Extracted entries =
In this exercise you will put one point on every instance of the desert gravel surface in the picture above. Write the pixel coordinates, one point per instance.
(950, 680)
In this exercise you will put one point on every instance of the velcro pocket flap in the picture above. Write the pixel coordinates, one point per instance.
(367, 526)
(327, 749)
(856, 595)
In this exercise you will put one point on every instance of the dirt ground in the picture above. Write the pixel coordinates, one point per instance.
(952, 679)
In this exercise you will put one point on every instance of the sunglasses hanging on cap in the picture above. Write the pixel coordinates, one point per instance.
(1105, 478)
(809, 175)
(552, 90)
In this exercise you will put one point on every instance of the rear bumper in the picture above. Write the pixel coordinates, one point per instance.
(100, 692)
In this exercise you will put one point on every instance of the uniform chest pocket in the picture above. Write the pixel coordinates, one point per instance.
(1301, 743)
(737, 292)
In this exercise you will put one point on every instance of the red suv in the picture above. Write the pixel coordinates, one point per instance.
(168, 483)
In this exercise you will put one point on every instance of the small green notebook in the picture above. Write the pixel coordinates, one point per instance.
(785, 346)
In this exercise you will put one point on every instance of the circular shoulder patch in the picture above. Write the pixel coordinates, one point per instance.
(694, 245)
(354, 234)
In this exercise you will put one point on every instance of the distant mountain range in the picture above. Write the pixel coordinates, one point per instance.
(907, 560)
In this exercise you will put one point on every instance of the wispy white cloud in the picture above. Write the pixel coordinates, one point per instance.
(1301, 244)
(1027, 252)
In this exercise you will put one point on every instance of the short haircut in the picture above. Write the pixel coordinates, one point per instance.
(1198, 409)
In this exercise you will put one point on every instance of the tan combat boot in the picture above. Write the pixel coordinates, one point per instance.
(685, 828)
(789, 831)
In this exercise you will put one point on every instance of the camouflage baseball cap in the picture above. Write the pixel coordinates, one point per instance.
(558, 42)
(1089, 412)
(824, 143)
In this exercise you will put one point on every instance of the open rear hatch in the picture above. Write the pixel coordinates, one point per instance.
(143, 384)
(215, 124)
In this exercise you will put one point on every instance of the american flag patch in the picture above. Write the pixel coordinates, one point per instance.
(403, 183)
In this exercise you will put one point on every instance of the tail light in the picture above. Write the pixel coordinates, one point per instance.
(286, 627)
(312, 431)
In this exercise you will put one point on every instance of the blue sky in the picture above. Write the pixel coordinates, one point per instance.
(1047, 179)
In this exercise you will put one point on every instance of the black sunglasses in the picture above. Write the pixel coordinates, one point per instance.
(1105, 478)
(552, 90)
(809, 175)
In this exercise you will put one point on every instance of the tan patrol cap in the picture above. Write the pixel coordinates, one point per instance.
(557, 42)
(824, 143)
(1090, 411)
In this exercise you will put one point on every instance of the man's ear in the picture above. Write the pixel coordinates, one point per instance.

Job = Copy each entry exactly, with nothing added or dropped.

Answer to this task =
In this exercise you will put one point on every instance of the desert gravel surface in the picture above. Write the pixel coordinates, one point per instance.
(950, 680)
In this exercise you will put one point on every instance of the velcro pocket flap in the picture above. Write the pixel coordinates, one point per instance.
(367, 526)
(327, 749)
(856, 595)
In this exercise you will put one point on every instance of the dirt ground in the picture above. Write the pixel coordinates, one point per instance.
(952, 679)
In this exercise you will put one point on every instance of the sunglasses hanging on cap in the picture above. Write the pixel coordinates, one point per instance.
(1105, 478)
(809, 175)
(552, 90)
In this exercise you will put one point on every instance of the rear bumper in the picture above. Write the pixel coordinates, one point per instance.
(100, 692)
In this exercise you will put one point on every instance of the uniform chest pocket in the picture above. Write the pixel coordinates, one point per instance.
(1301, 743)
(737, 292)
In this exercise you will put one point on every instance of the red suv in the picture above. Write the pixel coordinates, one point per instance.
(168, 483)
In this exercise you will put one point on every instance of the small green notebook in the picture above. Write the pixel coordinates, one point per instance.
(785, 346)
In this exercise you will put one point on every instance of the circular shoulder patch in the picture above. Write the pixel coordinates, one point per instance.
(694, 245)
(354, 234)
In this exercise you will put one point on every instance of the distant mountain range in the picture above. Write the pixel coordinates, one point per instance.
(907, 560)
In this exercise you will put one point on every instance of the wispy white cloud in the picture above. Write the pixel coordinates, one point per instance.
(1301, 244)
(1027, 252)
In this exercise you will put one point on every instance of the short haircut in the picture above. Write the pixel coordinates, one point per instance.
(1198, 409)
In this exercise you will put one point on every instance of the tan combat boot in the picture above. Write the pixel coordinates, one point per instance.
(685, 828)
(789, 831)
In this exercise you will put one point on every instance of the camouflage baseball cap in the picture above. Write the pixel coordinates, one point per instance.
(558, 42)
(1089, 412)
(824, 143)
In this exercise you will put one point on every instance of the open rear hatch in the picture above. Write the pixel coordinates, one point per instance.
(143, 384)
(215, 124)
In this exercise you will put one point on every instance of the american flag patch in the picture above. Write the pixel coordinates, one point per instance.
(403, 183)
In this exercise you will put one point on every instance of the tail light in the picture above. Write the pixel coordinates, one point per instance.
(286, 627)
(312, 431)
In this exercise you will put one point on every instance of the blue sky in the picture above. Write the pixel coordinates, one point per instance.
(1047, 179)
In this exercise you will put one point on every instance of the black sunglasses in the picture above. Write the pixel coordinates, one point per instance.
(1105, 478)
(552, 90)
(809, 175)
In this exercise you will put one point on every instance of the tan patrol cap in the picture above. Write the pixel coordinates, one point per instance.
(557, 42)
(824, 143)
(1090, 411)
In this exercise you will put one point on every instance of the man's ear in the picture above. Write the pixel coordinates, one point per instance.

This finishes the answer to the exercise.